Antoni Berezowski (May 9, 1847 in Avratin, Volhynian Governorate, Russian Empire – 1916 in Bourail, New Caledonia) was a Polish nationalist who made an unsuccessful attempt to assassinate the Russian emperor Alexander II.

Biography
Anton Berezowski (Russian: Антон Иосифович Березовский) was the son of an impoverished Polish nobleman from the Volyn region of north west Ukraine. His parents taught music. As a 16 year old, in 1863, he took part in the Polish revolt against Russian rule. He emigrated to Paris in 1865 where he worked in a metalwork workshop.

- - - -

Objective A —
Select each line of the records that contains the string "tree", matching case exactly.
The text and the records are independent materials with no connection to each other.

- - - -

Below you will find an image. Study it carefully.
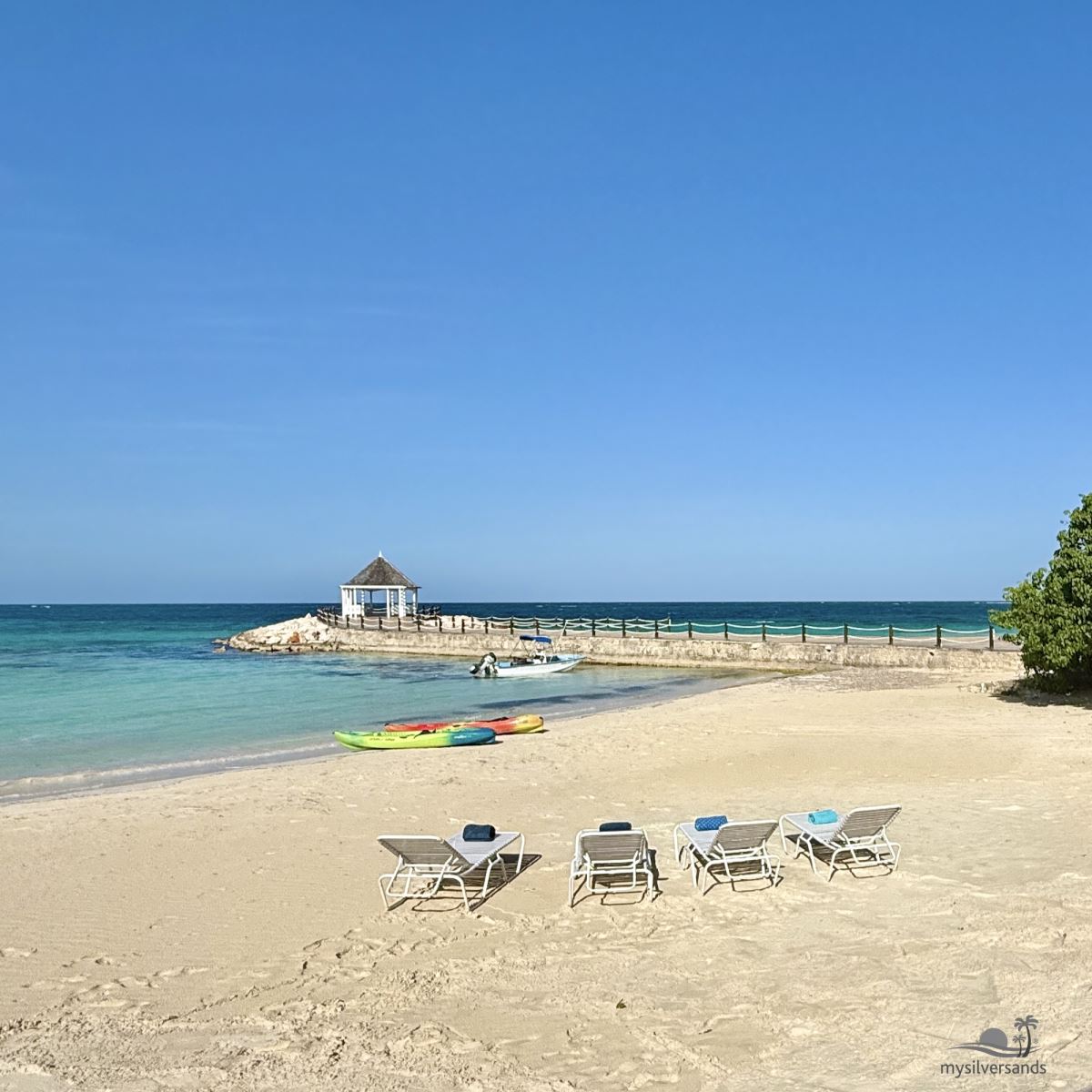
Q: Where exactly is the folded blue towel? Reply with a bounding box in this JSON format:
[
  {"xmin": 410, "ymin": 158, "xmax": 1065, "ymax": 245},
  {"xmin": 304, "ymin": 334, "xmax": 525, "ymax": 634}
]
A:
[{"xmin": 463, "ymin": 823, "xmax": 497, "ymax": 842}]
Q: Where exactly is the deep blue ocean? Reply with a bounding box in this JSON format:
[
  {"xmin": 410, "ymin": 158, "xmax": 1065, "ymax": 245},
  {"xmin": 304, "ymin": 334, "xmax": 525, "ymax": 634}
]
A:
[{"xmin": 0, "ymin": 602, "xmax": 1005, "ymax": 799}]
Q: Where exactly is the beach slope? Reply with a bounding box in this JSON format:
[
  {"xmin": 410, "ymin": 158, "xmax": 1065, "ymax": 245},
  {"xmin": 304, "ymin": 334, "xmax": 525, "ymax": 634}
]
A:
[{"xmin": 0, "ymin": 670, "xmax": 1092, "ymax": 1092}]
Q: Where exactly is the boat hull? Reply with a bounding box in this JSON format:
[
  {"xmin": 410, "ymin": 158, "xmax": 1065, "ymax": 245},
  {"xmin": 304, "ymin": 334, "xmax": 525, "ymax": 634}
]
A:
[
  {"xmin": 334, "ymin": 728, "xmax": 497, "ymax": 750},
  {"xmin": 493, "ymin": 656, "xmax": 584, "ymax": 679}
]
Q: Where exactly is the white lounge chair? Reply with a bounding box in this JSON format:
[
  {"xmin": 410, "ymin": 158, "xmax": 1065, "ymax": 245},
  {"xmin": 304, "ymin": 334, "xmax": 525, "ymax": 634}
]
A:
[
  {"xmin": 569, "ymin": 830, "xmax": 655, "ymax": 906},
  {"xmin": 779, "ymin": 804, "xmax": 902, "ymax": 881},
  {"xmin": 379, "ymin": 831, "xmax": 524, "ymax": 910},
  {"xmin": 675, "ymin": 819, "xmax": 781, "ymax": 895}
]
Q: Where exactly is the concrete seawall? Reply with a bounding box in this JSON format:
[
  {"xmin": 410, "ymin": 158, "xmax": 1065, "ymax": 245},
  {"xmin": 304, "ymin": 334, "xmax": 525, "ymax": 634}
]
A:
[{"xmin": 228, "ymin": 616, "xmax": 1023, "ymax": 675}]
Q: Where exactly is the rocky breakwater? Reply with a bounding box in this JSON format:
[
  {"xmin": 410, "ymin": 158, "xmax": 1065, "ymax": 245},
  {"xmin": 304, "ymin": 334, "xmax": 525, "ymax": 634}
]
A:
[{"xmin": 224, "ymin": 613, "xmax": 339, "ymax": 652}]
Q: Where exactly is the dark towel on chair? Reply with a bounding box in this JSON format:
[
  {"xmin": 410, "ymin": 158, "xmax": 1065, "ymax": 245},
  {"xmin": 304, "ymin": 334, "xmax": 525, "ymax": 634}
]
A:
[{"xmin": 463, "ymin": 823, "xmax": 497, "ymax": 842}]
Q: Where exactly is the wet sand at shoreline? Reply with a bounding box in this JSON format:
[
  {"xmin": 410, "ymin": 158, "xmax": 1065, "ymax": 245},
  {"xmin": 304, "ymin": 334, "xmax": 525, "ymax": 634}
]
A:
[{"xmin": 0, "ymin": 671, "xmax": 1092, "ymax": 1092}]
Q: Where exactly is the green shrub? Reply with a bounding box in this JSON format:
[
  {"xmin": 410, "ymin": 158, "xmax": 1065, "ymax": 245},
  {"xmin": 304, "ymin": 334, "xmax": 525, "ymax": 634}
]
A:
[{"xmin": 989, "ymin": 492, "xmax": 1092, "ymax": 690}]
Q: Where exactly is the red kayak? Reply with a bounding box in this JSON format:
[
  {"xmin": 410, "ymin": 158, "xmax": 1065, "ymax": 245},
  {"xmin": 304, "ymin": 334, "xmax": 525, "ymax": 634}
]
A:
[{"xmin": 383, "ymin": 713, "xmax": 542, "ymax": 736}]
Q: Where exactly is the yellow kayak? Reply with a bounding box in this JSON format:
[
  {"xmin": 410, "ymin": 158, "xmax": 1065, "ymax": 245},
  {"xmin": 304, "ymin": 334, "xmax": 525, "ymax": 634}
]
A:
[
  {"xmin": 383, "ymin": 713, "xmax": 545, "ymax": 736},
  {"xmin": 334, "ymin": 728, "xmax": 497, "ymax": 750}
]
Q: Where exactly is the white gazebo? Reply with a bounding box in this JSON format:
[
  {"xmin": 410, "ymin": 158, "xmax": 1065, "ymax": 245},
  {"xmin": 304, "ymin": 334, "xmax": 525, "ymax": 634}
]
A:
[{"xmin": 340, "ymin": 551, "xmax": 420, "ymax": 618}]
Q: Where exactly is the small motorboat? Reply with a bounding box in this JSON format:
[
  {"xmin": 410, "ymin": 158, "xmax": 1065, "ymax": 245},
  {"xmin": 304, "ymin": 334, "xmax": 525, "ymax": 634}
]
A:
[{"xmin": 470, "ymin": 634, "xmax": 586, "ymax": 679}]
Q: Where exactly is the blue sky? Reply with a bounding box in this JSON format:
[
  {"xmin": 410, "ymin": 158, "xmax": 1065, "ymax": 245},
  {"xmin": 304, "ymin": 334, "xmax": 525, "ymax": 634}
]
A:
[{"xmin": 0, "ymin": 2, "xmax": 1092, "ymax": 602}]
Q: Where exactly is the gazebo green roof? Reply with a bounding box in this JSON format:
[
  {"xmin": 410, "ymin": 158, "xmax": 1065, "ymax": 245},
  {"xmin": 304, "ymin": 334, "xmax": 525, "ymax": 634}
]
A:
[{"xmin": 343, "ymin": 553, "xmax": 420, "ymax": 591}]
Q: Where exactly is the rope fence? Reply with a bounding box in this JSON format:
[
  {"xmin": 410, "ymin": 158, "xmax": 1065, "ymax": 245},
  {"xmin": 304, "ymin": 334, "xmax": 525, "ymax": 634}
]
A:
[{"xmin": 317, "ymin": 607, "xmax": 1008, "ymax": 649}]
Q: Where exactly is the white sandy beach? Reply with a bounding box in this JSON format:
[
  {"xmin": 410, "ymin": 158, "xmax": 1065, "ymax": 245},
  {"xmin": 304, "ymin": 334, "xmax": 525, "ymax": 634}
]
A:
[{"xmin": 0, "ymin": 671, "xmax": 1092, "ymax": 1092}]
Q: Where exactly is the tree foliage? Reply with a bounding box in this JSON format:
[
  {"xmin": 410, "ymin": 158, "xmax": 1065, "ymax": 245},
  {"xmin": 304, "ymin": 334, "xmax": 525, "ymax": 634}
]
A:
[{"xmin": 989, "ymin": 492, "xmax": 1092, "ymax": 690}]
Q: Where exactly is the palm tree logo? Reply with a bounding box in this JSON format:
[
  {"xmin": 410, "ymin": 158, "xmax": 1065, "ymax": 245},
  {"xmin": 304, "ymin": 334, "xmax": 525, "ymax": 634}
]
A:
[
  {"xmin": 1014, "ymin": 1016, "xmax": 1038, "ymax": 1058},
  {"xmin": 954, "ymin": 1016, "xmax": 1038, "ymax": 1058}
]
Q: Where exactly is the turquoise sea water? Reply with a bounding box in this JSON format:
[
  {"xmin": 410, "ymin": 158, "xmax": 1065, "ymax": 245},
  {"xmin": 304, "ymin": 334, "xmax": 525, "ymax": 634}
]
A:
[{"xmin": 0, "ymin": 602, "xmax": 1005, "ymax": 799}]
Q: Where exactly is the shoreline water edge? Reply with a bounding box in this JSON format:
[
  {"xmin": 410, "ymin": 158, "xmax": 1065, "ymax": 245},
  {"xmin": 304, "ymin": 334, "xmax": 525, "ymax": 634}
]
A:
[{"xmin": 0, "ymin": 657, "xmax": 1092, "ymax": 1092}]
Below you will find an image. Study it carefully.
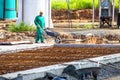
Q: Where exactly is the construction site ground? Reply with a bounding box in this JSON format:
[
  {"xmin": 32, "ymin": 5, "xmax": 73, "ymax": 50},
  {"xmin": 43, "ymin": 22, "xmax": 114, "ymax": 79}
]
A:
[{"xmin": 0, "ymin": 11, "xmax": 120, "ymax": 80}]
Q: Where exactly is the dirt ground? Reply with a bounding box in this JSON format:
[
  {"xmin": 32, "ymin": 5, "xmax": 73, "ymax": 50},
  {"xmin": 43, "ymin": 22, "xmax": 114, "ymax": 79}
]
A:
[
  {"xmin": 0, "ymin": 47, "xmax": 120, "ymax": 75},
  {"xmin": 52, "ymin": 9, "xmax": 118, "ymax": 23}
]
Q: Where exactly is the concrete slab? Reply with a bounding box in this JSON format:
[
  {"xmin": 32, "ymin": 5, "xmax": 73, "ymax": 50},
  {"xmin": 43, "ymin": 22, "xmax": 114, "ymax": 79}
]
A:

- - - -

Objective B —
From the text about Antoni Berezowski, reproduce word for word the stretch from "Antoni Berezowski (May" through "emperor Alexander II.".

Full output A —
Q: Where exactly is the tree foliage? Reply with a bounding box in this JSON format:
Q: Where exactly is the palm tree logo? Reply with a bounding box in this JSON format:

Full output B —
Antoni Berezowski (May 9, 1847 in Avratin, Volhynian Governorate, Russian Empire – 1916 in Bourail, New Caledonia) was a Polish nationalist who made an unsuccessful attempt to assassinate the Russian emperor Alexander II.